● **Instructions for the task**
In the records below, find the line containing "the doctor's dark" and the line containing "of the yellow"; please repeat exactly the lines from one to the other, both included, and nothing more.

Natural language region descriptions:
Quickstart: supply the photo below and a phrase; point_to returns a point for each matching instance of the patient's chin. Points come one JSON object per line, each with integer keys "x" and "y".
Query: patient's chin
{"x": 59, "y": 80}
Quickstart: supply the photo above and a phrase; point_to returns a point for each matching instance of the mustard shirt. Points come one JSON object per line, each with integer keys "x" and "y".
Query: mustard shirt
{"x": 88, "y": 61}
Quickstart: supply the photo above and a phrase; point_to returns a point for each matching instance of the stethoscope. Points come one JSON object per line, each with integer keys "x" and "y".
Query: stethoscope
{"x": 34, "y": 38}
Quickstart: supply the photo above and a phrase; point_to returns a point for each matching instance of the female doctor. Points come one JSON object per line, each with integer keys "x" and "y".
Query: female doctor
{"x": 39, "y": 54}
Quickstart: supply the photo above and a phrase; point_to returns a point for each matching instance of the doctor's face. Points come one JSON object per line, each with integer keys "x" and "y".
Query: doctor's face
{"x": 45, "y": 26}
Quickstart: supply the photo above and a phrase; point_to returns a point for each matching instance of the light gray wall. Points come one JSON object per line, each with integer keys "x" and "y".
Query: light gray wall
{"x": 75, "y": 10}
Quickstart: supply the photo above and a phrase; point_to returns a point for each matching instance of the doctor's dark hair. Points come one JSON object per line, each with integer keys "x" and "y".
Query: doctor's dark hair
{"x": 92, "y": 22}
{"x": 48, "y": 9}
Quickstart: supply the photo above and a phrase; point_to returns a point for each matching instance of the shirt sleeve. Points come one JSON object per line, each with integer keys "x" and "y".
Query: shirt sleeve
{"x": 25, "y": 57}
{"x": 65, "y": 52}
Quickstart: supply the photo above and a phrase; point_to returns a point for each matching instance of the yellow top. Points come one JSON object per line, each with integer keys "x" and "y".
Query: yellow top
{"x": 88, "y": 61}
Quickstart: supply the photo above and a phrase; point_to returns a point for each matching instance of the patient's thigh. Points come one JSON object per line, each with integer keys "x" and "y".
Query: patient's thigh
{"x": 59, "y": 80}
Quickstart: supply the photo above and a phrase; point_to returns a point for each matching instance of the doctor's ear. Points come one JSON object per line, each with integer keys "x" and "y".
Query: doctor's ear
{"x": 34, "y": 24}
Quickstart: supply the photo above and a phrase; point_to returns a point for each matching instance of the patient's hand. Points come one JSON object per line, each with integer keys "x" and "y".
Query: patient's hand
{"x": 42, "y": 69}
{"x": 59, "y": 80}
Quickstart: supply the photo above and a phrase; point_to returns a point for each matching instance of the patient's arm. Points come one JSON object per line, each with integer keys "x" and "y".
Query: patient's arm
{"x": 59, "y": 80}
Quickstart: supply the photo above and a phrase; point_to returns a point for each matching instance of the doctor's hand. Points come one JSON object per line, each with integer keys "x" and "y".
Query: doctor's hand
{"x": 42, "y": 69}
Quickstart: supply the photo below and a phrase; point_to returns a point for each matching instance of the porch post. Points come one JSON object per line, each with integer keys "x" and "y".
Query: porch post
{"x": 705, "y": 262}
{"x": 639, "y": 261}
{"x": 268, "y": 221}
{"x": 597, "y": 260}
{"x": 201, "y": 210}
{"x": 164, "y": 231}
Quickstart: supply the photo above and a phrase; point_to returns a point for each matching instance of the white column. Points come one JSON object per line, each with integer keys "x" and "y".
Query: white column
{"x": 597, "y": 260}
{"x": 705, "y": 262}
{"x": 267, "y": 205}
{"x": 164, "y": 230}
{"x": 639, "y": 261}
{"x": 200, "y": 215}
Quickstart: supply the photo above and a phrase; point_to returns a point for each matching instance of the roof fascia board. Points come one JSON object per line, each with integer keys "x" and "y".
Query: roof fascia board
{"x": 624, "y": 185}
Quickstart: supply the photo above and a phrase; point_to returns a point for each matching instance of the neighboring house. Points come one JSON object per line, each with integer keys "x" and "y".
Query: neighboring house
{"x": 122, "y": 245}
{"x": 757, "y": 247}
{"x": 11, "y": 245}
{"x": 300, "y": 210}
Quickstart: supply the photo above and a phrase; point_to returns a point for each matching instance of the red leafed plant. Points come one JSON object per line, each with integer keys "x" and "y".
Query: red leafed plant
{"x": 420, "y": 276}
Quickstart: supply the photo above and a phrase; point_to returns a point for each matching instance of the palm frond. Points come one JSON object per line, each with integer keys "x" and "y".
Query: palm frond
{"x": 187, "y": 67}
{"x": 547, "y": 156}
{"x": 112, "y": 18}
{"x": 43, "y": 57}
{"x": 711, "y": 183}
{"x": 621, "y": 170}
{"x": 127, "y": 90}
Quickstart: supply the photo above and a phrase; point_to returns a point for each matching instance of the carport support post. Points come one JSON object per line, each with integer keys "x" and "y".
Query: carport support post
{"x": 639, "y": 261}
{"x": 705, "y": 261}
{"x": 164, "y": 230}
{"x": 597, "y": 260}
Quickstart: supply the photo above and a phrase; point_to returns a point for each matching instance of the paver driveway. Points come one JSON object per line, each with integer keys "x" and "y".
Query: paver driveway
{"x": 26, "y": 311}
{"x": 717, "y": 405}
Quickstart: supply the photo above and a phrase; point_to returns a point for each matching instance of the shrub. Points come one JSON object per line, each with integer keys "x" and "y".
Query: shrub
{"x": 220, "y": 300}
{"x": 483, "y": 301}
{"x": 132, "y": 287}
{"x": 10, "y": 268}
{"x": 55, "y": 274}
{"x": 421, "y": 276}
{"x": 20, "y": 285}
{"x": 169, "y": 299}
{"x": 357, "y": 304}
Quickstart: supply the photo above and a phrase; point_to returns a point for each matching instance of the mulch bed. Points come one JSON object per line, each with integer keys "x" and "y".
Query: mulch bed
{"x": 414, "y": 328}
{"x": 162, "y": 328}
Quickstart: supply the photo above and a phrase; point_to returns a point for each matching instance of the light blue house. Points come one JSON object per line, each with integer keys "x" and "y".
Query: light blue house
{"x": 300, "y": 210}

● **Response**
Quickstart: supply the photo above and a phrase; point_to returns a point for each matching instance of the doctor's dark hair. Points come one JSON object per line, each with integer keys "x" and "y".
Query: doctor's dark hair
{"x": 92, "y": 22}
{"x": 48, "y": 9}
Quickstart: supply the photo above and a phrase; point_to returns a point for each matching instance of the shirt sleeve. Points come one JSON object per line, each with integer keys "x" and "y".
Query: shirt sleeve
{"x": 25, "y": 57}
{"x": 65, "y": 52}
Quickstart: supply the photo above and a phrase; point_to returns a point for each matching instance of the yellow top. Points come one JSON object per line, each with integer keys "x" and "y".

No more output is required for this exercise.